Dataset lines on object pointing
+++
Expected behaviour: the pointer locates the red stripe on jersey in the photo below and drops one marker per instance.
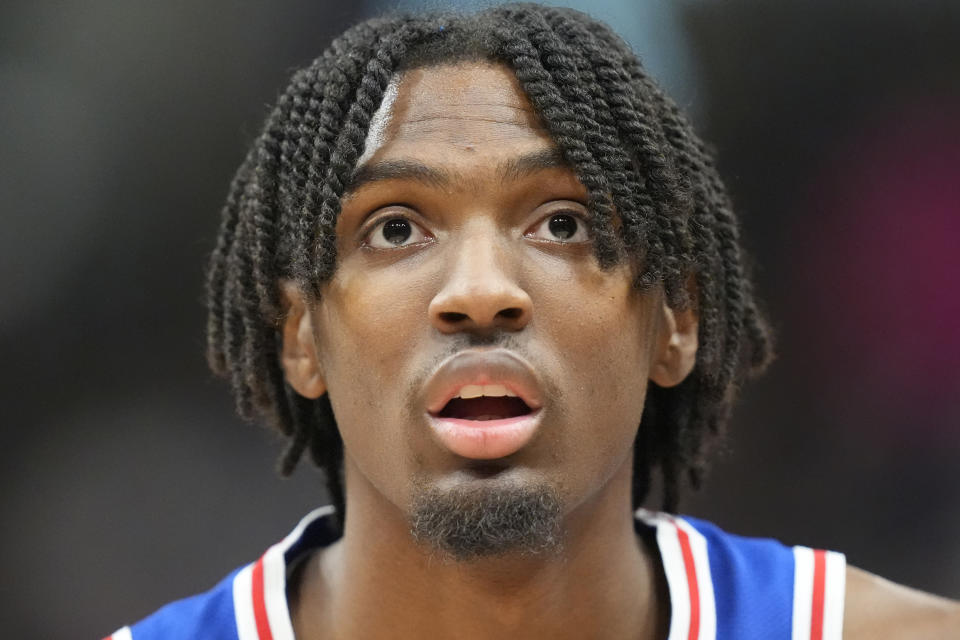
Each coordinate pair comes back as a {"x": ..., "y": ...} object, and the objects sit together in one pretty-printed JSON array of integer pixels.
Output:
[
  {"x": 691, "y": 583},
  {"x": 819, "y": 588},
  {"x": 259, "y": 605}
]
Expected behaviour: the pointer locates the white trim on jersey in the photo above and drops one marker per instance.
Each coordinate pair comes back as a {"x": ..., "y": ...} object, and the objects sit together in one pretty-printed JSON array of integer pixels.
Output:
[
  {"x": 708, "y": 607},
  {"x": 819, "y": 584},
  {"x": 243, "y": 604},
  {"x": 835, "y": 596},
  {"x": 683, "y": 551},
  {"x": 121, "y": 634},
  {"x": 271, "y": 570}
]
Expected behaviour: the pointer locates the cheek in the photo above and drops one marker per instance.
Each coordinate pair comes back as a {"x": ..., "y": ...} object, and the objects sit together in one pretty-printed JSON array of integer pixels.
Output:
[
  {"x": 368, "y": 330},
  {"x": 600, "y": 336}
]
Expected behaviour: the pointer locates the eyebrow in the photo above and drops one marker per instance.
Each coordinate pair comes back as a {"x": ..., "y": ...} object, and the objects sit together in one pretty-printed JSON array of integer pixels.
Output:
[{"x": 512, "y": 169}]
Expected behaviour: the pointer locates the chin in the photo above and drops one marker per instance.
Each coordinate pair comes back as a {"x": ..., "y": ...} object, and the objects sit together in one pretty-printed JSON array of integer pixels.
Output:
[{"x": 485, "y": 514}]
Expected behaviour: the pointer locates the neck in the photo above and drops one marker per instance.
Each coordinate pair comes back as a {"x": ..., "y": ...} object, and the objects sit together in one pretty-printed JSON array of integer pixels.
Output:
[{"x": 377, "y": 582}]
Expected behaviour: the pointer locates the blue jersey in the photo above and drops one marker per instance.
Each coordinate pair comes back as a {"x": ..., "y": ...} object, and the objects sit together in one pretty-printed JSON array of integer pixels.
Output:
[{"x": 722, "y": 587}]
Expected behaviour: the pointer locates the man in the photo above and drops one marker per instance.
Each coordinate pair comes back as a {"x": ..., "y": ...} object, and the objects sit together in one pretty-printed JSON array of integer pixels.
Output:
[{"x": 485, "y": 273}]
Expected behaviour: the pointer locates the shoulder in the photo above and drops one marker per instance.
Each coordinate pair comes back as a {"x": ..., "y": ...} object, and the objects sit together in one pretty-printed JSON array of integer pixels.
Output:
[
  {"x": 208, "y": 615},
  {"x": 877, "y": 608}
]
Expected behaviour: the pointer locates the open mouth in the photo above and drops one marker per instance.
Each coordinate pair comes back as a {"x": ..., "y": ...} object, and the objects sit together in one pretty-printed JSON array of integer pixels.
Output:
[{"x": 485, "y": 408}]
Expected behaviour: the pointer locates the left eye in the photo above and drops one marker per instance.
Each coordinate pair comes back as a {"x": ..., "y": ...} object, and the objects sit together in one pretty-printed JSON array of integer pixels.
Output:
[
  {"x": 561, "y": 227},
  {"x": 394, "y": 232}
]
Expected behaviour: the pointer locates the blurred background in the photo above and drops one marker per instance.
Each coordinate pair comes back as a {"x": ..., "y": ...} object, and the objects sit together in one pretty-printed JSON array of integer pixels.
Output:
[{"x": 128, "y": 481}]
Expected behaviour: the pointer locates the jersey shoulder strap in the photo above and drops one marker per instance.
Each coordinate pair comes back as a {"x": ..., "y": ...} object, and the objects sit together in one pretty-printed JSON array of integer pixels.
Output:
[
  {"x": 207, "y": 616},
  {"x": 724, "y": 586}
]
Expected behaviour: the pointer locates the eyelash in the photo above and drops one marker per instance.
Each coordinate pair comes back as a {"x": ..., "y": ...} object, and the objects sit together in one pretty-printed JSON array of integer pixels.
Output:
[{"x": 378, "y": 221}]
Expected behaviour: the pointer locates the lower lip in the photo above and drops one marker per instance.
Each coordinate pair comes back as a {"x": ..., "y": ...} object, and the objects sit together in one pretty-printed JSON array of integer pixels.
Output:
[{"x": 485, "y": 439}]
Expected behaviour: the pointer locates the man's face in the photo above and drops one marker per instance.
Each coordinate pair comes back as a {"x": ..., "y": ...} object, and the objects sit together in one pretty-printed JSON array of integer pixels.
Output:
[{"x": 464, "y": 259}]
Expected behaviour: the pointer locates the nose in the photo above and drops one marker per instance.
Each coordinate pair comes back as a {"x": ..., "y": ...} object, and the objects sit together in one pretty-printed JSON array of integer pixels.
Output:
[{"x": 480, "y": 292}]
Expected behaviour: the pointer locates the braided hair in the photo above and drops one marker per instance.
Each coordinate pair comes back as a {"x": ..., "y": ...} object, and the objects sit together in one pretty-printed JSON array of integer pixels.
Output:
[{"x": 652, "y": 187}]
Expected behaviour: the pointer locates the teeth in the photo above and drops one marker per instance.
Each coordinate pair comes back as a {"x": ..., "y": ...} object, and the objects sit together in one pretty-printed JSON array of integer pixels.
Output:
[
  {"x": 489, "y": 390},
  {"x": 471, "y": 391}
]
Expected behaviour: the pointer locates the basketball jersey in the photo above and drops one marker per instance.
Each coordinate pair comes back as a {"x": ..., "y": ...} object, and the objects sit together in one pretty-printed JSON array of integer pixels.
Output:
[{"x": 722, "y": 587}]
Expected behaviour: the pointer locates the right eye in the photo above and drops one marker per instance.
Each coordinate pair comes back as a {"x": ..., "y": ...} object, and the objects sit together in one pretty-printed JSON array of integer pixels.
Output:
[{"x": 394, "y": 232}]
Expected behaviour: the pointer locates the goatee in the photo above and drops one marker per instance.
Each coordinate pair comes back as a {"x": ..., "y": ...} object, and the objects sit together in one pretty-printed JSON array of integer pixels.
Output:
[{"x": 471, "y": 523}]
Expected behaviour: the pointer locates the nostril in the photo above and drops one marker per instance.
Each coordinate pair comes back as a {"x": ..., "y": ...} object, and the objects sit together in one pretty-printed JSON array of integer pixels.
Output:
[
  {"x": 511, "y": 313},
  {"x": 452, "y": 317}
]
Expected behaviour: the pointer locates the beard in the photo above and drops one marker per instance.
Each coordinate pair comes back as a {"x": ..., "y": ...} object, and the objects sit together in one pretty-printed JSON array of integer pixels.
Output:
[{"x": 473, "y": 523}]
+++
* _What is expected_
Convert the lines from the one containing "Expected behaviour: the pointer locates the beard" through the last line above, inclusive, into a numbered list, leaving out any blank lines.

* _Result of this task_
1. Expected behaviour: the pointer locates the beard in the photo above and drops one marker per instance.
2. Each coordinate pair comes back as a {"x": ..., "y": ...} object, and the objects sit together in one pretty-printed JSON array of integer pixels.
3. Output:
4. [{"x": 473, "y": 523}]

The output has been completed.